* begin Source data *

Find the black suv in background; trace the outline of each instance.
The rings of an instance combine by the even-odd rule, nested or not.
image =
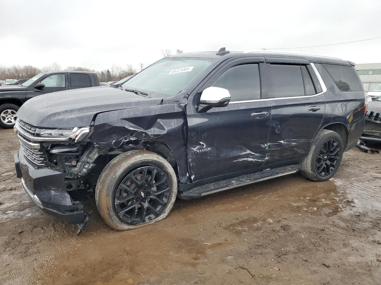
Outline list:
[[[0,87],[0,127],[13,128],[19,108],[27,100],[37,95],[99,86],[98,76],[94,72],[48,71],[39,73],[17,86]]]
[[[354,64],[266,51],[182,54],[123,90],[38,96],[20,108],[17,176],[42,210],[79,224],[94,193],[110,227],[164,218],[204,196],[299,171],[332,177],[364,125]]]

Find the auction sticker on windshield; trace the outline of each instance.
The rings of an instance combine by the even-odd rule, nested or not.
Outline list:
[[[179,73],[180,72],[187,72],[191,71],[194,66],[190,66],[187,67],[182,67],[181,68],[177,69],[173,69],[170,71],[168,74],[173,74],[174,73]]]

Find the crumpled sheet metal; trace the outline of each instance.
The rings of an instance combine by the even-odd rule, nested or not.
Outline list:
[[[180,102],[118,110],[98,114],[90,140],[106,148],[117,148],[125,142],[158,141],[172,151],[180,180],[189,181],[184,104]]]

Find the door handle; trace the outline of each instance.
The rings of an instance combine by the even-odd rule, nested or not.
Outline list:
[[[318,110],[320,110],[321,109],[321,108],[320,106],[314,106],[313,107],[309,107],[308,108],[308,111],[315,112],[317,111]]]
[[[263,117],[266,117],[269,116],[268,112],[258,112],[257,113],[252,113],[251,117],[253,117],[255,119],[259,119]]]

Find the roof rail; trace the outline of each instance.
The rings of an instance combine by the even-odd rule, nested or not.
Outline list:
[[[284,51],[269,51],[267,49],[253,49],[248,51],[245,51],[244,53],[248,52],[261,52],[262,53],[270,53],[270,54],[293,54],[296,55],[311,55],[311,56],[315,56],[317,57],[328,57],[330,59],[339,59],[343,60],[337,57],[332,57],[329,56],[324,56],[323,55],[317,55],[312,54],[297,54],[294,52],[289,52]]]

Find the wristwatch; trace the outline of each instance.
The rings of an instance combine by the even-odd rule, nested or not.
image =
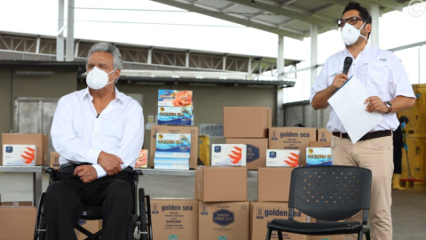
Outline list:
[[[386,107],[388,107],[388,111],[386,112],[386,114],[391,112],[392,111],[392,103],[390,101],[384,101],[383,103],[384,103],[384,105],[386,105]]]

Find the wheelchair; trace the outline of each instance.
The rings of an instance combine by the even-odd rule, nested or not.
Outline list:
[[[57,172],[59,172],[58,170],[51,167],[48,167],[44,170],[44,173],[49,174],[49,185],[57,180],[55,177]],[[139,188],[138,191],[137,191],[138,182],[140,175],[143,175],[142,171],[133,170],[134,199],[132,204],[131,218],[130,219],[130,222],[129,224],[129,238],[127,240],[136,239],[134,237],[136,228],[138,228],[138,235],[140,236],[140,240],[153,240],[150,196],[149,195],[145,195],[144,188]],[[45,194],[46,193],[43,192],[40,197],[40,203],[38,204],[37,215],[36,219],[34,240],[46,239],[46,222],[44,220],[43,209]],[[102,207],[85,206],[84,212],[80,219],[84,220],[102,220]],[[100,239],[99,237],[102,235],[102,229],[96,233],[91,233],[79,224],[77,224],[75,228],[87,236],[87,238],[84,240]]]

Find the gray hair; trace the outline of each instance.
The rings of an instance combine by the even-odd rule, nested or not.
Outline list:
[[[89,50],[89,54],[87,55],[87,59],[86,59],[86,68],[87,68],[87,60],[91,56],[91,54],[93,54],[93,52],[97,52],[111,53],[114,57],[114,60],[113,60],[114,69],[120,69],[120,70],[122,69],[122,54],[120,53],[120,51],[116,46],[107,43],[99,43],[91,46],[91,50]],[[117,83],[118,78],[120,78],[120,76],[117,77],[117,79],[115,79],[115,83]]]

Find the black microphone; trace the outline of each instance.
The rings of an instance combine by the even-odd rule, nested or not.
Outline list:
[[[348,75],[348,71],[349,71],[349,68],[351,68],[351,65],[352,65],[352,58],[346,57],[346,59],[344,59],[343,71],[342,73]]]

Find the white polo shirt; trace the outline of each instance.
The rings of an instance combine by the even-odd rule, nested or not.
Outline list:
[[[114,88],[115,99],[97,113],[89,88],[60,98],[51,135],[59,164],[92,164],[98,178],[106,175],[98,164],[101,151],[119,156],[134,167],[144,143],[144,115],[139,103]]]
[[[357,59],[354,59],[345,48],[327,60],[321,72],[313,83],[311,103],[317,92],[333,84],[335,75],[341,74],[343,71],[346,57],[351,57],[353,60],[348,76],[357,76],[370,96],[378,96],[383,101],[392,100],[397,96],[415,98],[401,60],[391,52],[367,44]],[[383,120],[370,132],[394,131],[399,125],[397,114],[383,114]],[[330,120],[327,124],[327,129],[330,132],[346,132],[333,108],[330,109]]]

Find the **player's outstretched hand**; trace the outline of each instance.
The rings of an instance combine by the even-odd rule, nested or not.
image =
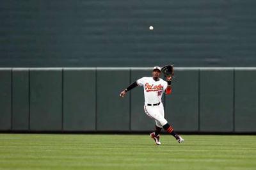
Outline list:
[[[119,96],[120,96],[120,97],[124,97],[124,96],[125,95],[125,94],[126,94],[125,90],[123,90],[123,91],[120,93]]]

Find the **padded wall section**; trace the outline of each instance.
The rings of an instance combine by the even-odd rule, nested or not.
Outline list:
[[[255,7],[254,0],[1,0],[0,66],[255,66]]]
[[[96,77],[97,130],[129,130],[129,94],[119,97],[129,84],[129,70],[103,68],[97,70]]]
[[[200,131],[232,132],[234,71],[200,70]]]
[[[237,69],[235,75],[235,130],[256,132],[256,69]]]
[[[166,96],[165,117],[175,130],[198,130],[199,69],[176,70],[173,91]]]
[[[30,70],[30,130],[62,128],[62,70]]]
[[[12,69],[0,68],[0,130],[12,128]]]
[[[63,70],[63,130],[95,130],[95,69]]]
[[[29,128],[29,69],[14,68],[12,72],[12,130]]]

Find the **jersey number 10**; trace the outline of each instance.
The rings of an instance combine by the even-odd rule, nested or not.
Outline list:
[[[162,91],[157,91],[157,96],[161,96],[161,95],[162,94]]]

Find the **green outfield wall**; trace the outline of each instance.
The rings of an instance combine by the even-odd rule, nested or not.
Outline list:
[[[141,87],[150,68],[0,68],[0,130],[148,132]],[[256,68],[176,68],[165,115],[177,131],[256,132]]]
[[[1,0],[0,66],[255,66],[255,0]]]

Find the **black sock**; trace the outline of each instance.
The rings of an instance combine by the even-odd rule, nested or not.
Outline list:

* end Source data *

:: Exercise objective ::
Update the items above by changing every "Outline list" to "Polygon list" and leaving everything else as it is. Leave the pictures out of your answer.

:: Answer to this exercise ::
Find the black suv in background; trace the outline of each instance.
The rings of an instance combine by the even-odd rule, nested or not.
image =
Polygon list:
[[[0,87],[0,127],[13,128],[19,108],[27,100],[37,95],[99,86],[98,76],[94,72],[48,71],[39,73],[17,86]]]
[[[354,64],[266,51],[182,54],[123,90],[38,96],[20,108],[17,176],[42,210],[79,224],[94,193],[110,227],[164,218],[204,196],[299,171],[332,177],[364,125]]]

Find the auction sticker on windshield; trace the outline of each instance.
The rings of an instance combine by the even-odd rule, nested or not.
Polygon list:
[[[179,73],[180,72],[187,72],[191,71],[194,66],[190,66],[187,67],[182,67],[181,68],[177,69],[173,69],[170,71],[168,74],[173,74],[174,73]]]

Find the crumpled sheet metal; trace the outline of each instance.
The rings of an instance combine by the even-odd rule, nested or not.
Polygon list:
[[[180,102],[118,110],[98,114],[90,140],[106,148],[117,148],[125,142],[158,141],[172,151],[180,180],[189,181],[184,104]]]

Find the door handle; trace the outline of each instance.
The rings of an instance combine by the even-odd rule, nested or not.
Polygon list:
[[[318,110],[320,110],[321,109],[321,108],[320,106],[314,106],[313,107],[309,107],[308,108],[308,111],[315,112],[317,111]]]
[[[263,117],[266,117],[269,116],[268,112],[258,112],[257,113],[252,113],[251,117],[253,117],[255,119],[259,119]]]

Find the roof rail; trace the outline of each instance.
The rings of an instance combine by the even-odd rule, nested or not.
Polygon list:
[[[284,51],[269,51],[267,49],[253,49],[248,51],[245,51],[244,53],[248,52],[261,52],[262,53],[270,53],[270,54],[293,54],[296,55],[311,55],[311,56],[315,56],[317,57],[328,57],[330,59],[339,59],[343,60],[337,57],[332,57],[329,56],[324,56],[323,55],[317,55],[312,54],[297,54],[294,52],[289,52]]]

Find the wristwatch; trace the outline of each instance.
The rings of an instance combine by the even-odd rule, nested or not.
image =
Polygon list:
[[[386,107],[388,107],[388,111],[386,112],[386,114],[391,112],[392,111],[392,103],[390,101],[384,101],[383,103],[384,103],[384,105],[386,105]]]

Find the wheelchair; trace the outline of each instance.
The rings of an instance combine by the even-odd rule, nested or not.
Polygon list:
[[[57,172],[59,172],[58,170],[51,167],[48,167],[44,170],[44,173],[49,174],[49,185],[57,180],[55,177]],[[139,188],[138,191],[137,191],[138,182],[140,175],[143,175],[142,171],[133,170],[134,199],[132,204],[131,218],[130,219],[130,222],[129,224],[129,238],[127,240],[136,239],[134,237],[136,228],[138,228],[138,235],[140,236],[140,240],[153,240],[150,196],[149,195],[145,195],[144,188]],[[45,194],[46,193],[43,192],[40,197],[40,203],[38,204],[37,215],[36,219],[34,240],[46,239],[46,222],[44,220],[43,209]],[[102,207],[85,206],[84,212],[80,219],[84,220],[102,220]],[[100,239],[99,237],[102,235],[102,229],[96,233],[91,233],[79,224],[77,224],[75,228],[87,236],[87,238],[84,240]]]

Find the gray hair; trace the outline of each instance.
The rings of an instance combine by the even-odd rule, nested or not.
Polygon list:
[[[89,50],[89,54],[87,55],[87,59],[86,59],[86,68],[87,68],[87,60],[91,56],[91,54],[93,54],[93,52],[97,52],[111,53],[114,57],[114,60],[113,60],[114,69],[120,69],[120,70],[122,69],[122,54],[120,53],[120,51],[116,46],[107,43],[99,43],[91,46],[91,50]],[[117,83],[118,78],[120,78],[120,76],[117,77],[117,79],[115,79],[115,83]]]

Find the black microphone; trace the outline of each instance.
The rings of an instance combine by the even-odd rule, nested or not.
Polygon list:
[[[348,75],[348,71],[349,71],[349,68],[351,68],[351,65],[352,65],[352,58],[346,57],[346,59],[344,59],[343,71],[342,73]]]

Find the white polo shirt; trace the outline of each instance.
The rings of an instance combine by the even-odd rule, nested or not.
Polygon list:
[[[114,88],[115,99],[97,113],[89,88],[60,98],[51,135],[59,164],[92,164],[98,178],[106,175],[98,164],[101,151],[119,156],[134,167],[144,143],[144,115],[139,103]]]
[[[357,59],[354,59],[345,48],[327,60],[321,72],[313,83],[311,103],[317,92],[333,84],[335,75],[341,74],[343,71],[346,57],[351,57],[353,60],[348,76],[357,76],[370,96],[378,96],[383,101],[392,100],[397,96],[415,98],[401,60],[391,52],[367,44]],[[383,120],[370,132],[394,131],[399,125],[397,114],[383,114]],[[330,120],[327,124],[327,129],[330,132],[346,132],[333,108],[330,109]]]

Find the **player's outstretched hand**; trace the outline of each instance.
The rings of an instance combine by the even-odd rule, nested or not.
image =
Polygon list:
[[[119,96],[120,96],[120,97],[124,97],[124,96],[125,95],[125,94],[126,94],[125,90],[123,90],[123,91],[120,93]]]

Find the **padded wall section**; trace the outline of each instance.
The rings of an instance combine by the even-odd rule, nested or not.
Polygon list:
[[[255,7],[254,0],[1,0],[0,66],[255,66]]]
[[[96,77],[97,130],[129,130],[129,94],[119,97],[129,84],[129,70],[103,68],[97,70]]]
[[[200,131],[232,132],[234,71],[200,70]]]
[[[237,69],[235,75],[235,130],[256,132],[256,69]]]
[[[166,96],[165,117],[175,130],[198,130],[199,69],[176,70],[173,91]]]
[[[30,70],[30,130],[62,128],[62,70]]]
[[[12,69],[0,68],[0,130],[12,128]]]
[[[63,70],[63,130],[95,130],[95,69]]]
[[[29,128],[29,69],[14,68],[12,72],[12,130]]]

Find the **jersey number 10**; trace the outline of each instance.
The rings of an instance combine by the even-odd rule, nested or not.
Polygon list:
[[[162,91],[157,91],[157,96],[161,96],[161,95],[162,94]]]

Find the **green outfield wall**; trace the outline of each instance.
The rings of an instance combine by the even-odd rule, nested or not.
Polygon list:
[[[141,87],[150,68],[0,68],[0,130],[148,132]],[[256,68],[176,68],[165,115],[177,131],[256,132]]]
[[[1,0],[0,66],[255,66],[255,0]]]

Find the **black sock**; trace the outline of each instance.
The rings of an instance combine by the even-odd rule, nested or not.
Polygon list:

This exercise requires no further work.